● **Passage given**
╔══

One part of me likes it, one part kinda doesn't but I would much rather do soap everytime than vinegar.
SALT-AWAY is what I would personally use. I've torn apart a couple motors that were on a steady dose and clean as a whistle. For instance, yamaha f225's (02's-05's) often have thermostat issues, mainly because they are a pita to change because you either have to pull the throttle body manifold off, or tinker with swivels and mirrors.
I had a custome that swore up and down that he flushed with fresh water everytime but almost like clockwork would get an overheat from a thermostat going bad every 6-9 months. Finally I changed them for the 6th time and told him to try the saltaway. A year later, no complaints and during his annual service I pulled the thermostats just to see out of curiosity. They were spotless..


----------



## Sheremeta (Nov 29, 2010)

> After every trip, I turn the hose off and let the water out of it, then disconnect at the wall and dump in about 6-8oz of dish soap.  Reconnect it to the wall and turn on the water.  Keep in mind that I have a valve on the opposite end that I hook up to the rabbit ears.  Crack the valve open and start the engine.  You'll know when the soap reaches the engine.  I then put the engine in gear and bump the RPMs up a little.  This cleans the prop and the engine.  The soap runs out in 2-3minutes and I let it run for another 5-7min.  Done.
> 
> Do it over the grass as fertilizer or over an ant bed to get rid of the ants.....


I do the same thing.


----------



## jking (Aug 11, 2011)

For you home chemists out there here's the ingredients for Salt Away from the MSDS sheet if you want to make your own and maybe save some dough.

The corrosion inhibitor is probabaly an Ethoxylated Polyol, i.e. fatty acid, i.e. soap.

Non Hazardous coupling agent is more than likely a water soluable long chain polymer. Helps suspend the solids and oils released from washing. I'll spare you the molecular details. Most soaps will have this added in.

Water is obvious.

╚══

● **Collected data**
╔══

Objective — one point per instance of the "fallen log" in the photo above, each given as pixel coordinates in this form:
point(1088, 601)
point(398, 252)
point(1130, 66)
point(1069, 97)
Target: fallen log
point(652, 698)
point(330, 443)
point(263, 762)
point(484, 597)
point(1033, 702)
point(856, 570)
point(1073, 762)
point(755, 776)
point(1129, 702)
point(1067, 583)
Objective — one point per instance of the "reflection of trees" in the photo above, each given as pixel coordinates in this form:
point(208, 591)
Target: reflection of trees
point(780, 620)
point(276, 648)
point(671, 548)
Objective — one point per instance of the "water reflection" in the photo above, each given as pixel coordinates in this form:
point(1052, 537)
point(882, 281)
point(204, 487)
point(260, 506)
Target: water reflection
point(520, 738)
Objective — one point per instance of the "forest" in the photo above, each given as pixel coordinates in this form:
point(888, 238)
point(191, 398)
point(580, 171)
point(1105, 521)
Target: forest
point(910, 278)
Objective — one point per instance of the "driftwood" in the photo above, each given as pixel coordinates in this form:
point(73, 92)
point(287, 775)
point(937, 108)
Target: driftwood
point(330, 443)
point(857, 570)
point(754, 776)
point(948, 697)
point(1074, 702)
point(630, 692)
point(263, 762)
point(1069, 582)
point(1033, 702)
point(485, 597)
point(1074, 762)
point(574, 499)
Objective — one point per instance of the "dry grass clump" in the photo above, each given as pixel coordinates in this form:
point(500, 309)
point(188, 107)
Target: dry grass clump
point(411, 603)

╚══
╔══

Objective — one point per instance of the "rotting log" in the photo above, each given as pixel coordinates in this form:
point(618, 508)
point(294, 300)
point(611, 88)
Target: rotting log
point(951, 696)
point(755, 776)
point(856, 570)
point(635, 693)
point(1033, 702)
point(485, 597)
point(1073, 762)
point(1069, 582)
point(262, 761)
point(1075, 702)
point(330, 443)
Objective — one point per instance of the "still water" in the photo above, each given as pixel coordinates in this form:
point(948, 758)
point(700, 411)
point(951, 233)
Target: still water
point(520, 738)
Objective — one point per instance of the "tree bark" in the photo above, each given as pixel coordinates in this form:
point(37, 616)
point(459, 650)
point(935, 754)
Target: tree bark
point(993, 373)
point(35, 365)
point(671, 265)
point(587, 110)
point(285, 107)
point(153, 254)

╚══

● **Given request 1**
Reproduce the passage from the engine-flushing thread word for word, starting at "## jking (Aug" and ending at "acid, i.e. soap.".
● **Given request 2**
Carry on the engine-flushing thread from its final sentence onward.

● **Answer 1**
## jking (Aug 11, 2011)

For you home chemists out there here's the ingredients for Salt Away from the MSDS sheet if you want to make your own and maybe save some dough.

The corrosion inhibitor is probabaly an Ethoxylated Polyol, i.e. fatty acid, i.e. soap.

● **Answer 2**
TSP is Tri Sodium Phosphate, common cleaner you can buy anywhere for cheap. Ironic - TSP is a salt. It's also basic (high PH) as 1% solution in water. TSP is also corrosive to Aluminum in concetrated form. I coudn't see it damaging Aluminum in a 3% concentration though. Espaecially if they passivate motor internals at the factory (acid treat, makes that kind of chalky looking protective oxidation surface on Aluminim) 

Sorry, slow day at the office.

From MSDS:
65997-01-5 Corrosion Inhibitors <12%
Non-Hazardous Coupling Agents <10%
7732-18-5 water, distilled, conductivity or of similar purity >65%
· Chemical characterization: Mixtures
· Description: Mixture of substances listed below with nonhazardous additions.
· Irritant components:
7758-79-4 TSP Crystal Xi R36/37/38 <3.0%


----------



## flyfshrmn82 (Oct 12, 2007)

What he said...


----------



## permitchaser (Aug 26, 2013)

> For you home chemists out there here's the ingredients for Salt Away from the MSDS sheet if you want to make your own and maybe save some dough.
> 
> The corrosion inhibitor is probabaly an Ethoxylated Polyol, i.e. fatty acid, i.e. soap.
> 
> ...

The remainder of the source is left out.